• RAW RECORDS
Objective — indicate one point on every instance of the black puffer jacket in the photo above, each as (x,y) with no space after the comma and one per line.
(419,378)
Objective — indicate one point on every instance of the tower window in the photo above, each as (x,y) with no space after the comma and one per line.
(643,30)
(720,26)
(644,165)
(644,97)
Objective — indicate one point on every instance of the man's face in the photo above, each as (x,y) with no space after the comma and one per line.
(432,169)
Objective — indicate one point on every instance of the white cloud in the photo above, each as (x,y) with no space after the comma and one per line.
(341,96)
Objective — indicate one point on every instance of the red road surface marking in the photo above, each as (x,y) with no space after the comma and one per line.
--
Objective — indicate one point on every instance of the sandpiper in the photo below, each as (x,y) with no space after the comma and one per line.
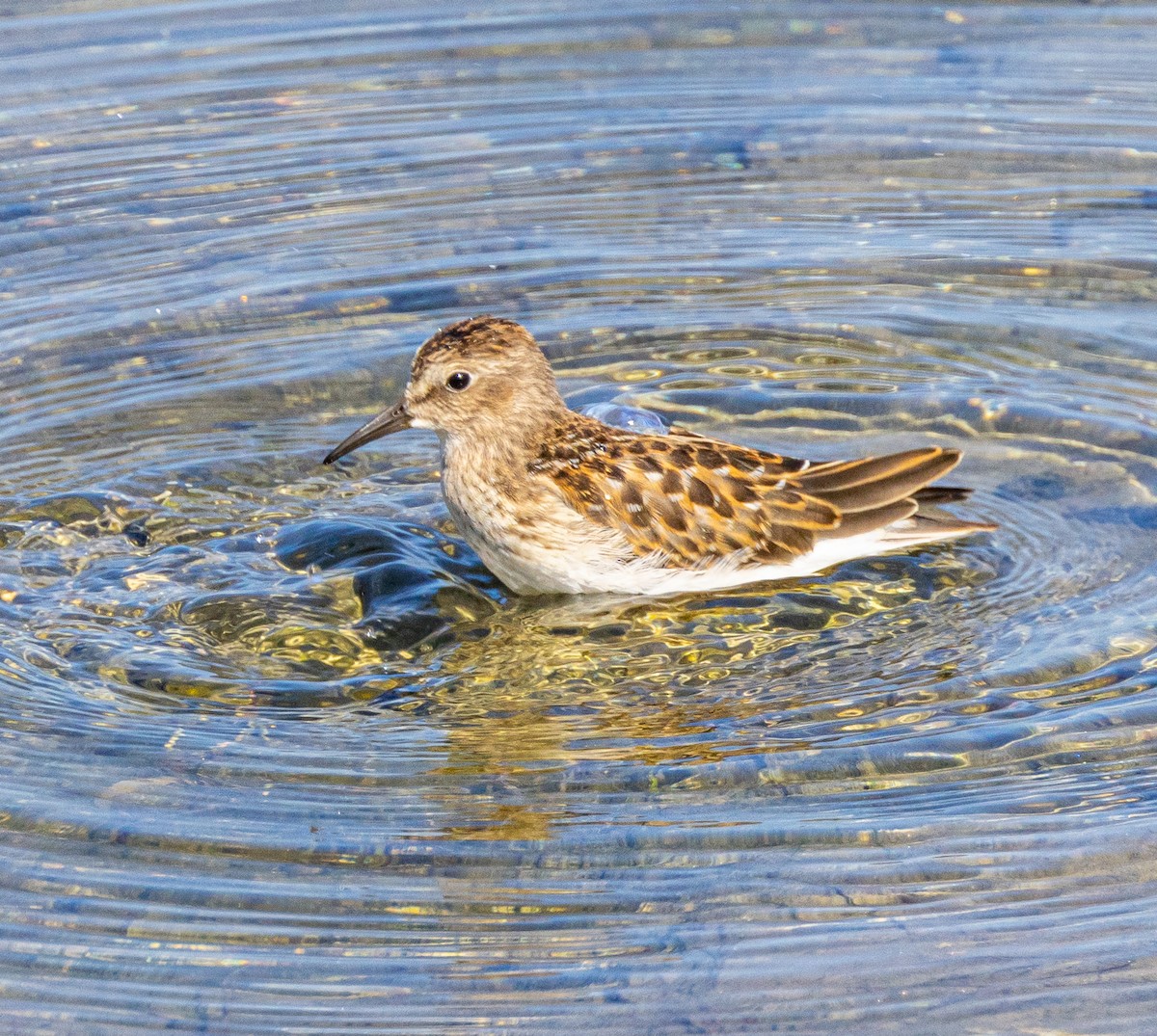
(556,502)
--
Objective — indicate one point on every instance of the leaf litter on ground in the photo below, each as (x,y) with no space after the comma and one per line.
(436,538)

• DIRECTIONS
Please print, character for character, the items starting at the line containing "Objective — indicate one point on every instance of the black" and ending at the line containing "Objective — indicate one point on every instance of the red", with both of those lines included.

• WRITTEN SOLUTION
Objective — indicate one point on every instance of the black puffer jacket in the photo above, each as (x,y) with no space after the comma and one per line.
(419,378)
Objective — indicate one point on every instance of the tower window in the photo above, each as (x,y) with no space after the comma and one per line.
(643,30)
(720,26)
(644,165)
(644,97)
Objective — indicate one point on every instance of the man's face in the photo above, each as (x,y) with no space after the comma and one per line.
(432,169)
Objective — indicate one point on every instance of the white cloud in the photo above, each as (x,y) with no space after the comma and one per line.
(341,96)
Objective — indicate one point on every instance of the red road surface marking in the photo above, each as (x,y) with no space after the comma and one per line.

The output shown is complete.